Objective
Write out the material below word for word, starting with the line that contains "Exercise. Point to the reddish" and going on through the last line of the material.

Given data

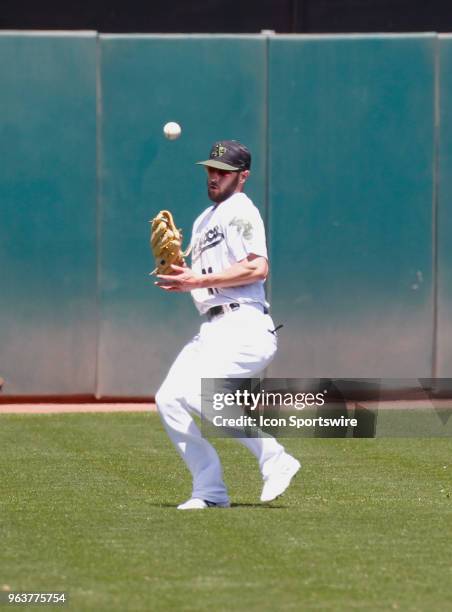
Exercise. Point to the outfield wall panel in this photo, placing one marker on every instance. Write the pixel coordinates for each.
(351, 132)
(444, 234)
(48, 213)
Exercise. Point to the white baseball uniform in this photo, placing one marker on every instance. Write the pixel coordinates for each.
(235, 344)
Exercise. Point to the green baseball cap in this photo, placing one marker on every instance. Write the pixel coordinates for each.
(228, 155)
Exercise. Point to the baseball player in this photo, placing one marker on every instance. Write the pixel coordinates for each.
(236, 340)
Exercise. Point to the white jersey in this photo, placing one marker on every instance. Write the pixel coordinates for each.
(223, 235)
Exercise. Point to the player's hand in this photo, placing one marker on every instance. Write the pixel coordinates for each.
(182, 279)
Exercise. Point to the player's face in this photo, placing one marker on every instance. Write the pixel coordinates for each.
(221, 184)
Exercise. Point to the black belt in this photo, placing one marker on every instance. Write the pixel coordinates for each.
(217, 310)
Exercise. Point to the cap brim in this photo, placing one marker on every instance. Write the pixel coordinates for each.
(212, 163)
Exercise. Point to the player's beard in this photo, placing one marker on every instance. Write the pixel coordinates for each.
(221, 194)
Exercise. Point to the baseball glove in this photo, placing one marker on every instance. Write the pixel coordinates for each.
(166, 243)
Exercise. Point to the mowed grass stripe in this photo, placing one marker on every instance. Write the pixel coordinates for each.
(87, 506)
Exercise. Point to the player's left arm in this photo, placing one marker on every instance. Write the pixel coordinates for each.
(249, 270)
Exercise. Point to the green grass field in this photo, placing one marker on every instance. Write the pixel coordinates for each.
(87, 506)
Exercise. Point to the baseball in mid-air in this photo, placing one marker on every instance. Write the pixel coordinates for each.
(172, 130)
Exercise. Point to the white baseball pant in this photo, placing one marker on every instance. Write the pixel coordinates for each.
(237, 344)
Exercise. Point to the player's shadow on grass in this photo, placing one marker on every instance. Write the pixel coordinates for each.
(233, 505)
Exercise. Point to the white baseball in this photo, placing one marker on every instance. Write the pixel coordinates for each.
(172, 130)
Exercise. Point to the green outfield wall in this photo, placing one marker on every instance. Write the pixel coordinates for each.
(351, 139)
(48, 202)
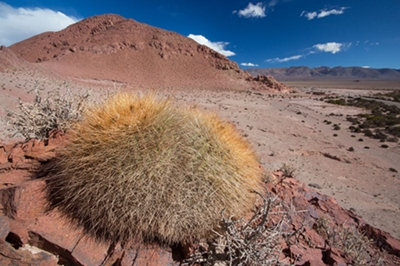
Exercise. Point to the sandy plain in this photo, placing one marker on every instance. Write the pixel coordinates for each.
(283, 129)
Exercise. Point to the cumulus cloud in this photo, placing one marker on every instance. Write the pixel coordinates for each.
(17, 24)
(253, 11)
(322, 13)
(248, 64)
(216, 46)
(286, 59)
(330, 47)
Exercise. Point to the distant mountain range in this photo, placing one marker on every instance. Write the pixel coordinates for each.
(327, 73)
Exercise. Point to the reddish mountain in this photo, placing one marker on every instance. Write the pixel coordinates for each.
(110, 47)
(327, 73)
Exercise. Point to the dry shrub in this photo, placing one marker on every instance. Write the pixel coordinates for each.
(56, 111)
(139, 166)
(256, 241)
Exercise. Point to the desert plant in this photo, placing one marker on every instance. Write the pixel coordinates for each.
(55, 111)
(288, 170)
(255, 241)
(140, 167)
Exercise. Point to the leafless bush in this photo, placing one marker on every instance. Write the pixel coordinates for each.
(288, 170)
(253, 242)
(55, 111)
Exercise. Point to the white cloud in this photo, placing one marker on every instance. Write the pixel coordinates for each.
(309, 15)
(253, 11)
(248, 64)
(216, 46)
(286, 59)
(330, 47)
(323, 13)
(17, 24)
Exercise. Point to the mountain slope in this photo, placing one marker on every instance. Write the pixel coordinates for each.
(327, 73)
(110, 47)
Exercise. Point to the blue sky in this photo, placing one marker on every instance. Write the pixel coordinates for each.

Reply to the task
Exercise. Point to the reddish mountain in this photo, placing one marker on every instance. Write the pixel coordinates for each.
(110, 47)
(327, 73)
Exercise. Point to the dry shrub in this photo, placing one marker on every instance. Write the pixel coordinates for each.
(56, 111)
(139, 166)
(256, 241)
Exercise. Point to the desert plant in this photo, placing one marker on every instance. Write the pixel coordinates for each.
(55, 111)
(288, 170)
(255, 241)
(140, 167)
Exercise. Point to the leafless bush in this photo, placing one marker on every instance. Write the pixel coordinates for each.
(288, 170)
(253, 242)
(55, 111)
Exercise. Point to the white cloud in this photo, placing one marker on every instance. Write the pixel coordinates for each.
(309, 15)
(253, 11)
(248, 64)
(216, 46)
(286, 59)
(330, 47)
(323, 13)
(17, 24)
Exercise. Point to the mountain slope in this photo, placing one marker on every instance. Write the pixel coordinates for each.
(327, 73)
(110, 47)
Exercise. Point to the blue sky in this photo, placing one marker on every instance. Write the pixel coordinates for each.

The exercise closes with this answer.